El lado bueno de las estafas, según Russell

31 enero, 2014 01:00

El agente del FBI Richie Dimaso (Bradley Cooper) y el estafador Irving Rosenfeld (Christian Bale) en La gran estafa americana.

Ha sido la gran triunfadora de los Globos de Oro, donde se alzó con el galardón a la Mejor Película Dramática, y acumula nada menos que diez nominaciones a los Oscar. La gran estafa americana, de David O. Russell, se ha convertido en uno de los filmes más esperados de la temporada. El autor de El lado bueno de las cosas, con un reparto de lujo, pone en escena con su acostumbrado talento el caso real de un timo legendario.

Decenas de películas nos han tratado de explicar en los últimos años que pasó para llegar hasta aquí. En qué momento y de qué manera se torcieron las cosas. Quiénes fueron los responsables y quiénes los damnificados. Lo ha intentado sobre todo el cine norteamericano, que a pesar de sus sarpullidos de imperialismo cultural y romanticismo patriótico, siempre ha sabido examinar sus llagas y exponerlas al sol hasta que cicatricen. Y el oro (o la falta de él) es ahora mismo la llaga que más escuece.

¿Que cómo hemos llegado hasta aquí? Una vez superadas las formas de incomprensión, es decir, los sucesivos fracasos o la inutilidad de trasladar al lenguaje cinematográfico mecanismos bursátiles que ni siquiera los especialistas entienden (Enron: los tipos que estafaron América, Inside Job, La doctrina del shock, Margin Call, Capitalismo: una historia de amor, Cleveland versus Wall Steet, etc.), queda la fórmula más tradicional, también la más eficaz: una buena historia. Tomemos dos ejemplos recientes: El lobo de Wall Street y La gran estafa americana. De formas muy distintas (o quizá no tanto), ambas convienen en desovillar el ovillo del engaño y mostrarnos, entre la verdad y la fabulación, cómo se fraguó la estafa, el fraude, el timo... como quieran llamarlo.

Material proporcionado:
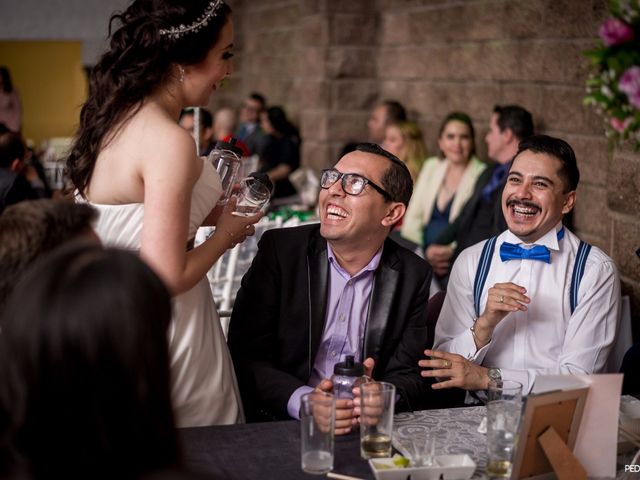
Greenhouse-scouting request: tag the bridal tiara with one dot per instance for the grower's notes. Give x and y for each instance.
(176, 32)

Consigna de trabajo: Continúa el fragmento sobre el cine de estafas y La gran estafa americana a partir de su última oración. Para resolver esta actividad no hace falta el material.

Respuesta del ejercicio:
De Martin Scorsese a David O. Russell podemos trazar una línea recta. Puede que La gran estafa americana contenga en su interior el tributo más explícito al autor neoyorquino desde que Paul Thomas Anderson filmara Boogie Nights (1997). En un momento de la película, quizá el más memorable, el Robert de Niro de Uno de los nuestros (1990) se cuela en la película de Russell acaso bajo otra identidad. Ya no es James Conway sino Victor Tellegio, un mafioso políglota. El director refuerza la mística de la escena con las mismas dosis de eficacia narrativa que de juego metacinematográfico.

Russell es un cineasta inteligente y ademas derrocha talento y buen gusto: Tres reyes (1999), The Fighter (2010) y hasta El lado bueno de las cosas (2012) son películas que podemos revisar y disfrutar al mismo tiempo. Con La gran estafa americana ha seducido ahora a la prensa (tres Globos de Oro) y a los académicos (diez candidaturas al Oscar), seguramente con justicia, aunque no por ello debemos celebrar la película como lo mejor de su filmografía. Digamos que La gran estafa americana funciona a las mil maravillas en la construcción y descripción de personajes, en la recreación setentera y en el espíritu del género, pero no tanto así en una trama que, como toda "gran estafa", también debería pillar al espectador desprevenido.

El maquillaje y la mentira


Jennifer Lawrence y Amy Adams en una escena de la película.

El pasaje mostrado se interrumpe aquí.